>>>

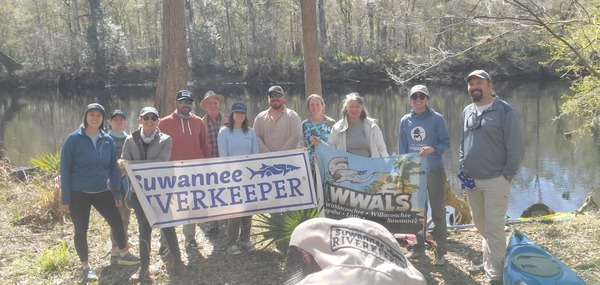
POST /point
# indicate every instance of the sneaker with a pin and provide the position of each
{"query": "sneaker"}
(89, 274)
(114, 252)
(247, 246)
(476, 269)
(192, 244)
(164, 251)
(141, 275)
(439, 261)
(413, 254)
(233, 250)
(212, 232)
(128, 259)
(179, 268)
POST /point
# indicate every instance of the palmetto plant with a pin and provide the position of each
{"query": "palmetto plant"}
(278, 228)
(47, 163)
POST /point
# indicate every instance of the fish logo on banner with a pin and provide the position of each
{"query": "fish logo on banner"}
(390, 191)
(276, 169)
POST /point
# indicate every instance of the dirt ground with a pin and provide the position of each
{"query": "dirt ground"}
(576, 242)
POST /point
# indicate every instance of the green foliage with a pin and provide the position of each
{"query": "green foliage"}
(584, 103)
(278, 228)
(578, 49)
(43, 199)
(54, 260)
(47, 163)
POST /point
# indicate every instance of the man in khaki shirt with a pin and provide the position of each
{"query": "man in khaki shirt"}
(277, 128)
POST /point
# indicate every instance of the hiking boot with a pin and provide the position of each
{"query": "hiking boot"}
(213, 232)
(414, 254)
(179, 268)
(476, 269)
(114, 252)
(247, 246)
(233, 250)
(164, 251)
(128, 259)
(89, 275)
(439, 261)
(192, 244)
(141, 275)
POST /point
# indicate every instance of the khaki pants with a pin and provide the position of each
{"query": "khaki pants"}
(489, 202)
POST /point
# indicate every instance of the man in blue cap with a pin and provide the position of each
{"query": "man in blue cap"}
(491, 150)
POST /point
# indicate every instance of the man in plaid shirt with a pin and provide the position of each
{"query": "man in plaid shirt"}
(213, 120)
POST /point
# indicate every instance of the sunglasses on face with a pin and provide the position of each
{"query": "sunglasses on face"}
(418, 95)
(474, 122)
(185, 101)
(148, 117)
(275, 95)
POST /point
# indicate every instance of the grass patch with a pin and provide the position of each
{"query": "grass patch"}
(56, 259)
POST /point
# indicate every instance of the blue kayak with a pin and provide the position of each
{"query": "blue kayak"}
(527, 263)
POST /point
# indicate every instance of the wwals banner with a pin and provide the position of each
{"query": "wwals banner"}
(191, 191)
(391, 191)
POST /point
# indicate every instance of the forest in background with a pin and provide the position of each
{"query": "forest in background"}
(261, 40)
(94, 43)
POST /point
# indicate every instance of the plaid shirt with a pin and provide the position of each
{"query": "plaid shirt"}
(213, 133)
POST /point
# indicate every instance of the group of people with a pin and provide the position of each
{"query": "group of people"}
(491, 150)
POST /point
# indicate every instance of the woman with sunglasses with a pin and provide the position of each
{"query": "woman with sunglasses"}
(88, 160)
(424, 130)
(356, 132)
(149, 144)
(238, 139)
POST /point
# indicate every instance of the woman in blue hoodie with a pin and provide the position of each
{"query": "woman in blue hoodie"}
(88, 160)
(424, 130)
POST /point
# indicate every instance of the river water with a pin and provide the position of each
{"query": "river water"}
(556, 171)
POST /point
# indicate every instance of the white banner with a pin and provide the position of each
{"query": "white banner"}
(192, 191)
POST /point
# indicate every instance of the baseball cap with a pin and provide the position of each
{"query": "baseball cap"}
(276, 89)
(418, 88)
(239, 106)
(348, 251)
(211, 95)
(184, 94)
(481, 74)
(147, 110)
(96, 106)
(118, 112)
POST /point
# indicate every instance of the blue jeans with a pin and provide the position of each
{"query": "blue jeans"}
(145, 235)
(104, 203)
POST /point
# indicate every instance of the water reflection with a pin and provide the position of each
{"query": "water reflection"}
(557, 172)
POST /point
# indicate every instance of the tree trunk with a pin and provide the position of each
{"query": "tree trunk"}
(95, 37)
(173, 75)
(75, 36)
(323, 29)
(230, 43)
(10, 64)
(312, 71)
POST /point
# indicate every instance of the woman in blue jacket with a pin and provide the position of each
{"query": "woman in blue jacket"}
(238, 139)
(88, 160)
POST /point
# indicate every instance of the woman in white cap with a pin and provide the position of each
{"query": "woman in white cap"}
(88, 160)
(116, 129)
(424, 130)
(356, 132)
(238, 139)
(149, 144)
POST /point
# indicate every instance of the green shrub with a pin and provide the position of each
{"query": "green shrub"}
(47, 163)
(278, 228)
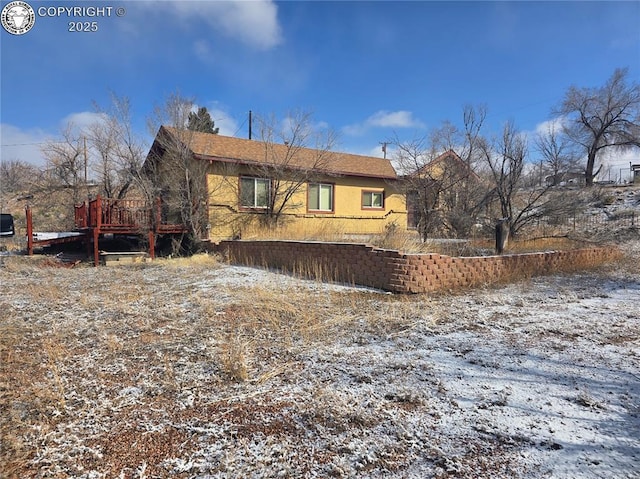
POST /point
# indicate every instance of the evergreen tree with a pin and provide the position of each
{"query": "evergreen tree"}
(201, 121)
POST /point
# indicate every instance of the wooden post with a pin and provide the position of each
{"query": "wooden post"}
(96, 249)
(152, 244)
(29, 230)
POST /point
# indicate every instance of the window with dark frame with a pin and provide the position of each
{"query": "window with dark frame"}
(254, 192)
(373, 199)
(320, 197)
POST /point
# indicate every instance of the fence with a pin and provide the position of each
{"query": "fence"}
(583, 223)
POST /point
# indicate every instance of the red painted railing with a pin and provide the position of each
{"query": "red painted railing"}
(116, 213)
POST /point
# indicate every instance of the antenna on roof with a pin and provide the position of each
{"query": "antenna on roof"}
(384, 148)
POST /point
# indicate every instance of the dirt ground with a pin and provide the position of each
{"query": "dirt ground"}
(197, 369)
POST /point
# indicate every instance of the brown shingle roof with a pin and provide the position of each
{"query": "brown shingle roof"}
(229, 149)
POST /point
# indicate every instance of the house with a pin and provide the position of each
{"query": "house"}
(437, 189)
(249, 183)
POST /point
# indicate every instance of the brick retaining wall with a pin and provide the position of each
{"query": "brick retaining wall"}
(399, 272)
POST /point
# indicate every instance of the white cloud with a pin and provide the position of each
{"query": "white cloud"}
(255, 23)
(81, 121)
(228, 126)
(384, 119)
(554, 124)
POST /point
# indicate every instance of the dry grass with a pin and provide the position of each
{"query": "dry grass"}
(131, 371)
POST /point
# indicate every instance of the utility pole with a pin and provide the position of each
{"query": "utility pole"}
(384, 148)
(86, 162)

<<<
>>>

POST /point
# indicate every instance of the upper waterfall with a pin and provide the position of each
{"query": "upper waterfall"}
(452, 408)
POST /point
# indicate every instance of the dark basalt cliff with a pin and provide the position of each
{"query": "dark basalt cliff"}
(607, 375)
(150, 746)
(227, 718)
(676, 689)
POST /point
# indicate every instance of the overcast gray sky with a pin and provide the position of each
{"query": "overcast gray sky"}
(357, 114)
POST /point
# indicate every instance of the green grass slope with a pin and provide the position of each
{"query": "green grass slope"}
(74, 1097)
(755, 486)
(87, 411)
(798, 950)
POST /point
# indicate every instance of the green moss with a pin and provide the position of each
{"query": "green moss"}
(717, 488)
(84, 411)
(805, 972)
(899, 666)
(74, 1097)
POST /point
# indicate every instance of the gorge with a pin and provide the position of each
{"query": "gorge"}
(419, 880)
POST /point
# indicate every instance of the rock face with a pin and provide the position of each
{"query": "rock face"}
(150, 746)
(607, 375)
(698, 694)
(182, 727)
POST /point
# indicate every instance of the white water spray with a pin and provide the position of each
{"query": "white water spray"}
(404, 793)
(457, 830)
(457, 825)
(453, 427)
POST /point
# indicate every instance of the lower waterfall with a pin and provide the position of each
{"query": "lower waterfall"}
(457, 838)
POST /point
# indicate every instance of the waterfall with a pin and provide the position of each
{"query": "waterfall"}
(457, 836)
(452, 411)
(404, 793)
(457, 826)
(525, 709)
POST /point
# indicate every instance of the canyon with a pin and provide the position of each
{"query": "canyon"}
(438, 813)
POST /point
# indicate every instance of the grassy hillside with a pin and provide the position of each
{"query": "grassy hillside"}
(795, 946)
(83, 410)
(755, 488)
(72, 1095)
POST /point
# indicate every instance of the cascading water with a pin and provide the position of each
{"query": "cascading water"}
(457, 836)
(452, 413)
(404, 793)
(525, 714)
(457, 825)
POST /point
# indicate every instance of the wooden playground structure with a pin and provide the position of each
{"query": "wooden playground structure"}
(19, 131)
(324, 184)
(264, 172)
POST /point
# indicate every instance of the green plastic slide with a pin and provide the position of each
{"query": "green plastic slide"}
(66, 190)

<<<
>>>

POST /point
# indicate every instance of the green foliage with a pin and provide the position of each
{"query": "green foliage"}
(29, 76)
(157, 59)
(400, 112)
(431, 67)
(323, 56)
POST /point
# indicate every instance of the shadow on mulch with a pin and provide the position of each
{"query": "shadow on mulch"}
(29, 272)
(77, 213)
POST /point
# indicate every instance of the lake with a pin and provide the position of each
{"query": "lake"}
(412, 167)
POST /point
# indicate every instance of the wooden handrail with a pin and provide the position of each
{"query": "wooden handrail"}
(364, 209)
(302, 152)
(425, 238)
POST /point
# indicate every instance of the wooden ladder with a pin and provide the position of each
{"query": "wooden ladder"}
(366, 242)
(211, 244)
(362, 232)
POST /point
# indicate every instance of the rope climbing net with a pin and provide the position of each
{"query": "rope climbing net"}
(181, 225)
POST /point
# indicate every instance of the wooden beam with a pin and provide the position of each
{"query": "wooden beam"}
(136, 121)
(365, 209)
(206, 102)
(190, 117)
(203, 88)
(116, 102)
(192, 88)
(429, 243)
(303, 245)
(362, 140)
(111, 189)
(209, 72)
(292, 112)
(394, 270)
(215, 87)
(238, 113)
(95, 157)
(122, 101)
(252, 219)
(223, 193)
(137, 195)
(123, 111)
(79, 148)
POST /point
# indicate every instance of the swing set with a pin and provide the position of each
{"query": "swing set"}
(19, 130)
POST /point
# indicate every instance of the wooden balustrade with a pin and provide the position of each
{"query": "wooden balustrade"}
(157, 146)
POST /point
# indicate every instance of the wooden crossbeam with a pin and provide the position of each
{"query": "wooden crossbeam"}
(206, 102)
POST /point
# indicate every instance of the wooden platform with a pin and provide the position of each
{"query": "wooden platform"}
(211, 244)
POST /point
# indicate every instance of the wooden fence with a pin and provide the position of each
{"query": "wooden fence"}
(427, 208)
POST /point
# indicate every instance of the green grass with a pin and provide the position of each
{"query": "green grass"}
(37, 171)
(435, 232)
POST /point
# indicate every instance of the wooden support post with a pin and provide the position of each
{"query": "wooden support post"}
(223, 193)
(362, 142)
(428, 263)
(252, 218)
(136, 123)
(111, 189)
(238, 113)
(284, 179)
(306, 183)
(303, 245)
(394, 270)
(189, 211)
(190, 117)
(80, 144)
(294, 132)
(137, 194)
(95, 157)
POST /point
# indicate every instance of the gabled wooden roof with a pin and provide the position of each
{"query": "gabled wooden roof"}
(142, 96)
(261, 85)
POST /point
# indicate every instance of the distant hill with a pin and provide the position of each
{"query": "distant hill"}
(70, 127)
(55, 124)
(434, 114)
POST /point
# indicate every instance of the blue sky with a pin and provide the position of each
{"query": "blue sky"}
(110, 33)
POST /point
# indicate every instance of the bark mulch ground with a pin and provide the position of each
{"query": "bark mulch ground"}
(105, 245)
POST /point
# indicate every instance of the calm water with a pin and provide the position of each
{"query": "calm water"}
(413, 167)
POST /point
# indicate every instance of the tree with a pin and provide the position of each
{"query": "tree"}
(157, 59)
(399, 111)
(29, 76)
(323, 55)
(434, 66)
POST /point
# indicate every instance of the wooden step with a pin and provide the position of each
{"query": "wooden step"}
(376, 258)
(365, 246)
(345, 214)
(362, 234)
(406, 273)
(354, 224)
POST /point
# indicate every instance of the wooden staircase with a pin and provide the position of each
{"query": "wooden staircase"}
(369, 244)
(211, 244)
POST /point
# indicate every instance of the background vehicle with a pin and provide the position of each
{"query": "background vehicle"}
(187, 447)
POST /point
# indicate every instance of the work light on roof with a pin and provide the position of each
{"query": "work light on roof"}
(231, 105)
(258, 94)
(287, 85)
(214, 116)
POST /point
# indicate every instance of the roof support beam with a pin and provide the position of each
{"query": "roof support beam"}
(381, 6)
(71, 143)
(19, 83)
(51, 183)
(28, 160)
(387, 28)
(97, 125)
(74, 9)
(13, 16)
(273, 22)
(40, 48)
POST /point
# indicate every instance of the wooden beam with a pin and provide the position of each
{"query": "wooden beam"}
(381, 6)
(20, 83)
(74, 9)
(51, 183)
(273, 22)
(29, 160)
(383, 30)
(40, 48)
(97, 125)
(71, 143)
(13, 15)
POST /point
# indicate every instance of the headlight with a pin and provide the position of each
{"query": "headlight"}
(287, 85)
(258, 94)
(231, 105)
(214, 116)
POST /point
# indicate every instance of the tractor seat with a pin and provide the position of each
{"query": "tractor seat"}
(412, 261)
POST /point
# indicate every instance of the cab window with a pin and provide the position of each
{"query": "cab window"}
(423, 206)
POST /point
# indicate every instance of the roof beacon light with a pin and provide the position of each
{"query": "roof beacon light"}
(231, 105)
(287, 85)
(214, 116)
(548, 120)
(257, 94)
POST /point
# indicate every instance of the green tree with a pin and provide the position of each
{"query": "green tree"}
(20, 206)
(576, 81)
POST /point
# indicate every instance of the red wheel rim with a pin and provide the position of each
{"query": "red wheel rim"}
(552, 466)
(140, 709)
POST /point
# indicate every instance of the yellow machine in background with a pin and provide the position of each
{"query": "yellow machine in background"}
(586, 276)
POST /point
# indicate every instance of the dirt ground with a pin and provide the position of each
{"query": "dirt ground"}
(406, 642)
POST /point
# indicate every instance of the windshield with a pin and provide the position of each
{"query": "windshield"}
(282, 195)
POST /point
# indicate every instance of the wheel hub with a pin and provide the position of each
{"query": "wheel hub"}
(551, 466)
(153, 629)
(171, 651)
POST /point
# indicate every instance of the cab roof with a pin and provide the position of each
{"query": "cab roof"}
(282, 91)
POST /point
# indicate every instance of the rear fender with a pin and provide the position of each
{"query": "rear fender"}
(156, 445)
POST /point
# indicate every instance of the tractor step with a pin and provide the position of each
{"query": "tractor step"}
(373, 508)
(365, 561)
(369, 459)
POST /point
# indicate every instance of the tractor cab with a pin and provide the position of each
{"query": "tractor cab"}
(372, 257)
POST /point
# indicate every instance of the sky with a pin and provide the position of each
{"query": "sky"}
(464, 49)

<<<

◆ **Exercise description**
Identify each line above that contains the word "yellow" and copy those lines in full.

◆ **Solution to the exercise**
# indicate every instance of the yellow machine in background with a pin and provide the position of each
{"query": "yellow machine in background"}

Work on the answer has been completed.